**PROBLEM TO WORK ON**
List every person named in the blog post below about Les Daniels's book Living in Fear.

**EXTRACT TO READ**
--- START ---
For more of today's short stories, please see Patti Abbott's blog.

Friday, March 28, 2025

FFB Redux: LIVING IN FEAR: A HISTORY OF HORROR IN THE MASS MEDIA by Les Daniels (Scribner's, 1975); some notable horror fiction that can be read online; S-F: THE YEAR'S GREATEST SCIENCE-FICTION AND FANTASY (First Annual) edited by Judith Merril (Dell; Gnome Press 1956); THE BEST SCIENCE FICTION STORIES AND NOVELS: Ninth Series edited by T. E. Dikty and Earl Kemp (Advent: Publishers/Doubleday Science Fiction Book Club 1958)


from a 1995 interview with Daniels for Tabula Rasa:

Kyla Ward for TR: Just touching on the other non-fiction book, Fear--

Les Daniels: AKA Living in Fear--

TR: "A History of Horror in the Mass Media."

LD: This followed the first book on comics [Comix, 1971], and once again was based on the fact this was something I was interested in. In a way it's dated and superceded now, there were fairly few books even on horror films back then; but what makes it more unique now is that in addition to discussing most of the significant English-language horror films made up till that time, it also tried to deal with the literature, going back to the Gothic novel and so on. I tried to cover so much ground that there's usually only a couple of sentences about anything that I mentioned, and so much written since that in a way it's superficial.

TR: And it also includes certain stories --

LD: It's partially an anthology.

TR: -- you printed Arthur Machen's "The Novel of the White Powder." Thank you.

LD: Well, it's important to me. At that period, I think the concept of the tradition and what had gone before was almost the basis of horror and was of interest to horror writers and people who made horror films; there has been a tremendous leap, it was almost as though I wrote that book at the appropriate time, because since then there has been a big jump in horror in terms of its wide promulgation and acceptance, and at the same time there has been a tremendous difference in the content.

Living in Fear was the first book about (as well as in small part collecting) horror that I encountered, and as a survey it was an excellent indicator that there was a wide world of material awaiting me of which I had only picked up on a small segment so far...albeit with the anthologies and comics I was reading and the Thriller television series playing in repeats locally in Connecticut (even as repeats of the first The Outer Limits series had brightened noirishly my Saturday afternoons in the Boston suburbs a few years before), and the infrequent good films I could see in theaters (tv averaged better, even with all the damned commercials and the cuts in some of the films, at least as often for more commercials...the rare horror film on the PBS stations were a particular treat), I was already aware of quite a range of work.
--- END ---
**GIVEN ENTRIES**
--- START ---
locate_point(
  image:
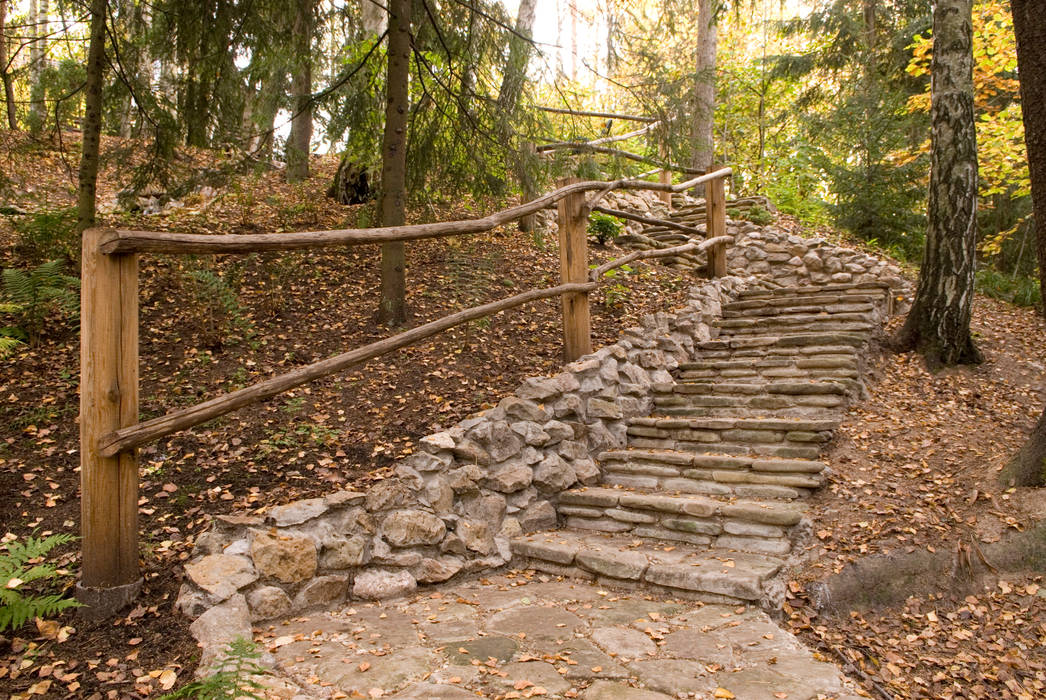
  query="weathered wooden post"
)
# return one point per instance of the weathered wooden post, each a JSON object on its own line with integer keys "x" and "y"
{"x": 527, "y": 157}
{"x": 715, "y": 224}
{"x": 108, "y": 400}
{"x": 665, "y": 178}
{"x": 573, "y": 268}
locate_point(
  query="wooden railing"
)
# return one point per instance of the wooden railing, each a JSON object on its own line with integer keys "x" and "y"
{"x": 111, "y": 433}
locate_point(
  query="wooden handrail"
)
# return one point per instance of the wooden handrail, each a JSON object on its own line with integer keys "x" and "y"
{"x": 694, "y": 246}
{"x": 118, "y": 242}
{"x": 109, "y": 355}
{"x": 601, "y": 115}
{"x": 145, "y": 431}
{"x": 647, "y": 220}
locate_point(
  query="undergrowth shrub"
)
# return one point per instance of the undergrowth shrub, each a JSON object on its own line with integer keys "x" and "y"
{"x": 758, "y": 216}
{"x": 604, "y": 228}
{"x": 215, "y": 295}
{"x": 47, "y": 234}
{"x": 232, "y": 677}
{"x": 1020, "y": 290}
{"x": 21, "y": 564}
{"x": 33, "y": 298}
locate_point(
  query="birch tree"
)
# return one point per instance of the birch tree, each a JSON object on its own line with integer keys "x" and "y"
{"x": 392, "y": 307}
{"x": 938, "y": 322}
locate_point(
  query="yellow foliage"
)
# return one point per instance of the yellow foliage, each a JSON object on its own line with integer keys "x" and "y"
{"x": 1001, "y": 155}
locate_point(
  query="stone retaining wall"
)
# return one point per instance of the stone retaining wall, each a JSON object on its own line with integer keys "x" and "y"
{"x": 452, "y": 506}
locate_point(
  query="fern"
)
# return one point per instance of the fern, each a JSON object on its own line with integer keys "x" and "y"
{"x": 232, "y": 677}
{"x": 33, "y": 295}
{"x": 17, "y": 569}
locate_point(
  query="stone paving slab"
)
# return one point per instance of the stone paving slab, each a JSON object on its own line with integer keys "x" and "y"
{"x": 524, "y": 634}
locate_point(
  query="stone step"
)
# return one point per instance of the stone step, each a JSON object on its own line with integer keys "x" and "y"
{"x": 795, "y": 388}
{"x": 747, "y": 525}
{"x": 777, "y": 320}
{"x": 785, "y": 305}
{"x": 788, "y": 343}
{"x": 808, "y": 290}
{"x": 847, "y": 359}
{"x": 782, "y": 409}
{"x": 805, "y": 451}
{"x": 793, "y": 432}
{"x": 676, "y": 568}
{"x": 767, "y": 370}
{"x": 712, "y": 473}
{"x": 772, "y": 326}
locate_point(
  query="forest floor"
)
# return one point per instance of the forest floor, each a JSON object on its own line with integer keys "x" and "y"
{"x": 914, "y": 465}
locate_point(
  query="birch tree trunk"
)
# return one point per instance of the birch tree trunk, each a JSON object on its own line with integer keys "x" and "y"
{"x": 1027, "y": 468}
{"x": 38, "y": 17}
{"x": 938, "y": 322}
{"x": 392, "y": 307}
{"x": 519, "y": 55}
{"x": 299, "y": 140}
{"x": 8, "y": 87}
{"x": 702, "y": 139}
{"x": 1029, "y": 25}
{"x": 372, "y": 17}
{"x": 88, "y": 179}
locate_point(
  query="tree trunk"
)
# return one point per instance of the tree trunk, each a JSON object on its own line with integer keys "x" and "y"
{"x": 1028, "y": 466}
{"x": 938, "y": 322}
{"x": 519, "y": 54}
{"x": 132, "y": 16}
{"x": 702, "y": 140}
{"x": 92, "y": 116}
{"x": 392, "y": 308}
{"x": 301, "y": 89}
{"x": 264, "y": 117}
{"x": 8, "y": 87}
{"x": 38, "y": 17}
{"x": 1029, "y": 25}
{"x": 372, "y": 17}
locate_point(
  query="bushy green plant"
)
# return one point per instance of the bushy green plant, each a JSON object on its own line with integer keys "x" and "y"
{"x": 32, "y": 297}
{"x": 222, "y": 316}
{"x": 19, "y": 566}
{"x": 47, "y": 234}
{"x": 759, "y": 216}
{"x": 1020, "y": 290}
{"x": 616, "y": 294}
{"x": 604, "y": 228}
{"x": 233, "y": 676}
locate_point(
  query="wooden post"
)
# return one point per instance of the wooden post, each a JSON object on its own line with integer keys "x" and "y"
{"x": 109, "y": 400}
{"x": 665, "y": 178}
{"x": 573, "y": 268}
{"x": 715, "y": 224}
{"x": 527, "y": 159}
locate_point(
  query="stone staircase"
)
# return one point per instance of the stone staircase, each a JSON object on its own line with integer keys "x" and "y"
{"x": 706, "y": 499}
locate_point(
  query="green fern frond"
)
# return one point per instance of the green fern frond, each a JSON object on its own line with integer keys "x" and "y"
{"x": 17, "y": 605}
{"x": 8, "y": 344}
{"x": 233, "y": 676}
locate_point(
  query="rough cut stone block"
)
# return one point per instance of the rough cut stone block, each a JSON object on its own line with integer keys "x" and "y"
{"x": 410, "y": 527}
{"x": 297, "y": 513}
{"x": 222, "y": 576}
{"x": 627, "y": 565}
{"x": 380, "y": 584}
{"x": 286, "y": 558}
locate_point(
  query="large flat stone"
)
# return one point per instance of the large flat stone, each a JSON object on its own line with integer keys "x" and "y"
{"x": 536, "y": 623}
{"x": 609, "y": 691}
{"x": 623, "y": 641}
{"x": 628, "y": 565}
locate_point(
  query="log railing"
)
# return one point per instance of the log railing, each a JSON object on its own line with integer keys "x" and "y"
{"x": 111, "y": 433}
--- END ---
--- START ---
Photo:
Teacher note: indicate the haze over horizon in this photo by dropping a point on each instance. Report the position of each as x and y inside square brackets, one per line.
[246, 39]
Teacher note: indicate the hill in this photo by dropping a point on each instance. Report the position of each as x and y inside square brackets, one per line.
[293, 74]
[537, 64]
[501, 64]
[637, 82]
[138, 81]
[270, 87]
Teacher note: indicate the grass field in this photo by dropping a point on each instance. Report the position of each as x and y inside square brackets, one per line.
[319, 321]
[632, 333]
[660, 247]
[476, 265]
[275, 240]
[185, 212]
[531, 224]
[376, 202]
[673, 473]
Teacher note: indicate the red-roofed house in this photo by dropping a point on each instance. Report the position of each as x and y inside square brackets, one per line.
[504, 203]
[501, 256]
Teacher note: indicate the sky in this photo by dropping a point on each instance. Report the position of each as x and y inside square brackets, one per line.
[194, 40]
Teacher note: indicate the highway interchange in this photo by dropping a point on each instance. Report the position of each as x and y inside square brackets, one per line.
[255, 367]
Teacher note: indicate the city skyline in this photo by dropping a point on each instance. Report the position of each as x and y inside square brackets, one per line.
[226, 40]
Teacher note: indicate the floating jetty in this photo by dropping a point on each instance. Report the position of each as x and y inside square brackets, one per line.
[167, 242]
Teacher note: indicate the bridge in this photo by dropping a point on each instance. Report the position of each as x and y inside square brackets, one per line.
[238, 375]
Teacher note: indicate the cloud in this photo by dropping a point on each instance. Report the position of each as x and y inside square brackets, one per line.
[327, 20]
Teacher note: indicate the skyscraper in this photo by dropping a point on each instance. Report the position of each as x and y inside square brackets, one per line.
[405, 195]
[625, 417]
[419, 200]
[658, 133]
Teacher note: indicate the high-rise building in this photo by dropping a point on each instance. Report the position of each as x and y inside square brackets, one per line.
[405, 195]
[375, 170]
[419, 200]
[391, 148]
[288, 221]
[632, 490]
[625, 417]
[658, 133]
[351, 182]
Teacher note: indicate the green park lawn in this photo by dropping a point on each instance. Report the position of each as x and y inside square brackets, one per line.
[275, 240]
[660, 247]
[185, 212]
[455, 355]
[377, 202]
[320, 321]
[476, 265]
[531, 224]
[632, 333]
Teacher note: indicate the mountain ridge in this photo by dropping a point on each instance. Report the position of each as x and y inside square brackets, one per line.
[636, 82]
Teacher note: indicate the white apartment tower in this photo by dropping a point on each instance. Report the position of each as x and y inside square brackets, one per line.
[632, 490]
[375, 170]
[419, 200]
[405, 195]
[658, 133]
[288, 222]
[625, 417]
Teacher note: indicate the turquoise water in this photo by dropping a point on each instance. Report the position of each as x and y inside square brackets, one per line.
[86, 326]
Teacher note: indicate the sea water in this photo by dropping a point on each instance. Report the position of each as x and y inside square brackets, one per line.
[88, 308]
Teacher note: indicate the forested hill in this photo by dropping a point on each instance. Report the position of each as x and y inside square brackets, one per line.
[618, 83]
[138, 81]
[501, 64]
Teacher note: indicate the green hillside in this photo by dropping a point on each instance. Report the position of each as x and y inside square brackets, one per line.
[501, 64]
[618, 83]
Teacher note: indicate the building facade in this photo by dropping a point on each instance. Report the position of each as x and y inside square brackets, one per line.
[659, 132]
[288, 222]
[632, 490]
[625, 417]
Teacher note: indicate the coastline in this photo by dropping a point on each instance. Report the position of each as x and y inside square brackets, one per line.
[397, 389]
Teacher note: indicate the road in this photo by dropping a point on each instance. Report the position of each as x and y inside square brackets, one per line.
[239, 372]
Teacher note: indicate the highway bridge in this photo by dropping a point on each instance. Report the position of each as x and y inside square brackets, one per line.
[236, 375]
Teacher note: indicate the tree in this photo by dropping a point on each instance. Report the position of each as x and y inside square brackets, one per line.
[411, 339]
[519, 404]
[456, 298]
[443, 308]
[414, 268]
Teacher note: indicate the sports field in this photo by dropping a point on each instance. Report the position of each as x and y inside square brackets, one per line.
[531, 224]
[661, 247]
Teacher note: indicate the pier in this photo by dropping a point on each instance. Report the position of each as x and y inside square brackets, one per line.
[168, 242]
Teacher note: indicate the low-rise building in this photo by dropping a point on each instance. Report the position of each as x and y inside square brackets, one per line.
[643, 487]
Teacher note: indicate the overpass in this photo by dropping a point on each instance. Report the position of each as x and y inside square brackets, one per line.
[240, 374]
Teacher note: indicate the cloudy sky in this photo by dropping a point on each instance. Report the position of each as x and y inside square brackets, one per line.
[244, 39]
--- END ---
--- START ---
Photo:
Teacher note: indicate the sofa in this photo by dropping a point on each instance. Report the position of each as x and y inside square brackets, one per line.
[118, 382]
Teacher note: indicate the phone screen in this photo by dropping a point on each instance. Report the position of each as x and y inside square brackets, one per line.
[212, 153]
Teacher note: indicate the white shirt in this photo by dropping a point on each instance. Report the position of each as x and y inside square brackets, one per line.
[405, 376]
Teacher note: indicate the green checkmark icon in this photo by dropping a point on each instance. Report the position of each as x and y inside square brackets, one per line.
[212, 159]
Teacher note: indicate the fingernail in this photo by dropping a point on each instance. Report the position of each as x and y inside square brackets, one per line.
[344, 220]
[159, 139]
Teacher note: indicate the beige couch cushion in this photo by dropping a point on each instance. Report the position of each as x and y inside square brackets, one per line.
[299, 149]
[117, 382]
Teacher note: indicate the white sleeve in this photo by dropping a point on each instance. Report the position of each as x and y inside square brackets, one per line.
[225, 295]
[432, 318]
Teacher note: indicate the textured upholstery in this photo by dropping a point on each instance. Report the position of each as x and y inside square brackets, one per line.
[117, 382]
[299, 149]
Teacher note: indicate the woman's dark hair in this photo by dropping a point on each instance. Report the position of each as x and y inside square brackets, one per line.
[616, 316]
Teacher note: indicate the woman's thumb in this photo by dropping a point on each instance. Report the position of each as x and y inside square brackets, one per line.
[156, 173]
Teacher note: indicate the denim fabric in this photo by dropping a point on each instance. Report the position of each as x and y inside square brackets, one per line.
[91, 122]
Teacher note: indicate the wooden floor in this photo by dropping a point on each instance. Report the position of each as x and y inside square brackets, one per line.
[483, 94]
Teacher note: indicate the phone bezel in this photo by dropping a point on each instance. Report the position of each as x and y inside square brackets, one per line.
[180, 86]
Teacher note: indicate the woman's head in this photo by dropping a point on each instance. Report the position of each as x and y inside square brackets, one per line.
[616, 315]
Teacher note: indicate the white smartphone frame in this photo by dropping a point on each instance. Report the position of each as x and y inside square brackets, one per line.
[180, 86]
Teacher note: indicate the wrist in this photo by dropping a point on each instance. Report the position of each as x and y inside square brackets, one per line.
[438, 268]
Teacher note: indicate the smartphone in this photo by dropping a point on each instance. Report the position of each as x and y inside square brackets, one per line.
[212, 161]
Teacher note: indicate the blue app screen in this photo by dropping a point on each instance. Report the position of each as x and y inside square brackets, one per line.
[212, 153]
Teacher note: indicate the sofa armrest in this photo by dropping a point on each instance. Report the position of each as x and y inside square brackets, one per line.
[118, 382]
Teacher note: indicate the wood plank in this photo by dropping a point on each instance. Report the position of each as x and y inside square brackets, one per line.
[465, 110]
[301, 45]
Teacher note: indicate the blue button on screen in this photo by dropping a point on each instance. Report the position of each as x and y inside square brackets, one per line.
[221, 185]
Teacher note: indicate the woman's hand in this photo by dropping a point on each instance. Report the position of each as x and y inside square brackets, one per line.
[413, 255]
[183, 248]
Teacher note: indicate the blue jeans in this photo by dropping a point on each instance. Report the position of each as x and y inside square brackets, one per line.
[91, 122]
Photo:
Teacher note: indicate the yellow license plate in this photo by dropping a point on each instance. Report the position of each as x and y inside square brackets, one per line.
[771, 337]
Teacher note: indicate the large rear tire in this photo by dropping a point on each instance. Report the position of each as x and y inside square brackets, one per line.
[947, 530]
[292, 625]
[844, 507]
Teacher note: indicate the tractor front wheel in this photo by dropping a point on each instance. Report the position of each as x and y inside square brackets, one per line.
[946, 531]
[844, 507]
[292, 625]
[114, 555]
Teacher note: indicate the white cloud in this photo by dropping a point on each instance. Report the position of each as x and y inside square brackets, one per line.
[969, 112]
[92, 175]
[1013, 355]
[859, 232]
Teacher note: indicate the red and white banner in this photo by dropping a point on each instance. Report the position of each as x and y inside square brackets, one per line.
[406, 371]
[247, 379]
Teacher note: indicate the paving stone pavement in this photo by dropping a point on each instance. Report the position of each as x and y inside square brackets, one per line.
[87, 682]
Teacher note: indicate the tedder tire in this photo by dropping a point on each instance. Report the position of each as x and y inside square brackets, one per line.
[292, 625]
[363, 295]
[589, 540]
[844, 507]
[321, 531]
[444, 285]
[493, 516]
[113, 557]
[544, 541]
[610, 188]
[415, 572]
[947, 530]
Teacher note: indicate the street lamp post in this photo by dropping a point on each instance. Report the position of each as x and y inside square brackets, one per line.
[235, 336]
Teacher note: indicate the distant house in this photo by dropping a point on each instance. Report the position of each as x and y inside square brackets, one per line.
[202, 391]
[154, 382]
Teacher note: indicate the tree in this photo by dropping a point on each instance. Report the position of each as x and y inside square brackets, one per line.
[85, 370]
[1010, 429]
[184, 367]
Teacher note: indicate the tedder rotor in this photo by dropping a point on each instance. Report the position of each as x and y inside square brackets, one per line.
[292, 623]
--- END ---
**WRITTEN ANSWER**
Patti Abbott, Les Daniels, Judith Merril, T. E. Dikty, Earl Kemp, Kyla Ward, Arthur Machen